**Brief**
Rewrite the material from the line that has "Target: snow-capped mountain" through the end, swapping "instance" for "occurrence" everywhere and leaving everything else unchanged. Give only those lines.
-*-
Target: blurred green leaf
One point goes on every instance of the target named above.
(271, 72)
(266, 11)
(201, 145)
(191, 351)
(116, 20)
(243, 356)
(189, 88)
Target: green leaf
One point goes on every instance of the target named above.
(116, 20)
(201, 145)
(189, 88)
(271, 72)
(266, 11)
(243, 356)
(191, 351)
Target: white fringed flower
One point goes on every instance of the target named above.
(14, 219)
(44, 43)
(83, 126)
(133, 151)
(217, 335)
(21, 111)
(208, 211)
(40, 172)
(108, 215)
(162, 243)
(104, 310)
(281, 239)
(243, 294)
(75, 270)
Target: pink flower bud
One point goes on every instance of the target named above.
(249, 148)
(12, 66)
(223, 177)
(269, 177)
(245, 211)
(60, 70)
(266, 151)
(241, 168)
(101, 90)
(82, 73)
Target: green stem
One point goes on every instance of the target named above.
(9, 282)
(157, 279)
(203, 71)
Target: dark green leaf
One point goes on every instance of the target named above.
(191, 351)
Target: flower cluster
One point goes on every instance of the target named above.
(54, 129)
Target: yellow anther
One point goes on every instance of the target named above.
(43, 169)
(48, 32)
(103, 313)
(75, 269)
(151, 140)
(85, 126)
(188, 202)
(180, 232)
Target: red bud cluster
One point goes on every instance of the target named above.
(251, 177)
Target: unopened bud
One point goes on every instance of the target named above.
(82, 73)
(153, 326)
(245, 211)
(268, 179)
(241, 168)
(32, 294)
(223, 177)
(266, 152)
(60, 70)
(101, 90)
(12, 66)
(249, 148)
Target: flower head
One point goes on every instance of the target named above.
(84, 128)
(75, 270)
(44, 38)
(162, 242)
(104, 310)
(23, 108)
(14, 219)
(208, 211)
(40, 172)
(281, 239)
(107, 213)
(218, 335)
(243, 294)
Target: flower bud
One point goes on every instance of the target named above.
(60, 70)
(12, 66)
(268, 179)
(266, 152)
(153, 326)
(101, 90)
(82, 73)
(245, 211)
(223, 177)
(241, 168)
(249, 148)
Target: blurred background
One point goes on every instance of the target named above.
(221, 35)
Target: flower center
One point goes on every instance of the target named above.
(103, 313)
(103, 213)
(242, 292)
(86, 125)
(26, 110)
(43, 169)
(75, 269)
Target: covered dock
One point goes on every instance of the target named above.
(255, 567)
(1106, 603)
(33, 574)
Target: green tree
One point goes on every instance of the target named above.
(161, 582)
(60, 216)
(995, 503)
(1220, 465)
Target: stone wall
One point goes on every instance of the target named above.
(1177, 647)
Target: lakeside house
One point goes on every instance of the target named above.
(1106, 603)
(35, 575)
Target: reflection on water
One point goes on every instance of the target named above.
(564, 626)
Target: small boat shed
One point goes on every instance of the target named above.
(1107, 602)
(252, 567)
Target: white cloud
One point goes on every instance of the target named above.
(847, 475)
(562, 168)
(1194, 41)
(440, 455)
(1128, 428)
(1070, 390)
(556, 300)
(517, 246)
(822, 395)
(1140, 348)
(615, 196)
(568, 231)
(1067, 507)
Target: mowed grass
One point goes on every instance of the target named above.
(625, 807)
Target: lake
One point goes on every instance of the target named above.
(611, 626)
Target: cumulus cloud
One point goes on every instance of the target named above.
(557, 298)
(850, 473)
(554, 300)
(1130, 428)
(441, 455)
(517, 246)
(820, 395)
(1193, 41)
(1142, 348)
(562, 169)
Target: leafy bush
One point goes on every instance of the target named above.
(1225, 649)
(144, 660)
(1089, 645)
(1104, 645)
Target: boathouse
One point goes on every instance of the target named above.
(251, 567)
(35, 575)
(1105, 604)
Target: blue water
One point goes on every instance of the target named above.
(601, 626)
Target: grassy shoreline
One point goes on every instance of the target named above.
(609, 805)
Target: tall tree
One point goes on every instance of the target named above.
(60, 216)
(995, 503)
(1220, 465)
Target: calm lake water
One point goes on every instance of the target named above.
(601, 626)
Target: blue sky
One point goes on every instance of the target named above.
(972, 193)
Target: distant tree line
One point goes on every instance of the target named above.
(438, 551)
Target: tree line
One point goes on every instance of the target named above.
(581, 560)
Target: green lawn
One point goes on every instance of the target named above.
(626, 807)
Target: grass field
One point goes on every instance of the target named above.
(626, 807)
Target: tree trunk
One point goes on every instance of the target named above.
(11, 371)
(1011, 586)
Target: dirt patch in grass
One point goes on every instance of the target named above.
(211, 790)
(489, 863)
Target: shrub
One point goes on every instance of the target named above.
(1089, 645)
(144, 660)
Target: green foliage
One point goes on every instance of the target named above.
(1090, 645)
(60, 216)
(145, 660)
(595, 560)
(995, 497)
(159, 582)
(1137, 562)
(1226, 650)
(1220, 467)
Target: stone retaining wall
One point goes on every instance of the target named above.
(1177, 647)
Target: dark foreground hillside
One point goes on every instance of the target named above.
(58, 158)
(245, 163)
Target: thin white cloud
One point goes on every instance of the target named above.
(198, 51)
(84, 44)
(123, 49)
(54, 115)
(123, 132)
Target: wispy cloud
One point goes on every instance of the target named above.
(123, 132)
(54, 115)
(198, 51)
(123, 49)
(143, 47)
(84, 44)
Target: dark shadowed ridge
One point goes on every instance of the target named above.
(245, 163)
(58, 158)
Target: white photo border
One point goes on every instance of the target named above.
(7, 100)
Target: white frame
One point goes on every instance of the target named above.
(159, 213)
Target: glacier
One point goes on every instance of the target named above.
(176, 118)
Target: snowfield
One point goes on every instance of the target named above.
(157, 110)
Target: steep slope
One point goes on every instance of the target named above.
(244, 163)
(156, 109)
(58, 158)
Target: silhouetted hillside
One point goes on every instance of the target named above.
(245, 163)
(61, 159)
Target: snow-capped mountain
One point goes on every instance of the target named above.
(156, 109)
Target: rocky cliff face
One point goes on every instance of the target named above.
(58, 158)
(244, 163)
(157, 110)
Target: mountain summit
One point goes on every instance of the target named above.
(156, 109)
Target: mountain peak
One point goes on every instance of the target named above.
-*-
**Written reply**
Target: snow-capped mountain
One point goes on every occurrence of the target named above.
(156, 109)
Target: rocky cliff face
One point goes on every occurrence of the target named above.
(58, 158)
(244, 163)
(157, 110)
Target: mountain summit
One point goes on every occurrence of the target named above.
(156, 109)
Target: mountain peak
One point goes on every occurrence of the target named above.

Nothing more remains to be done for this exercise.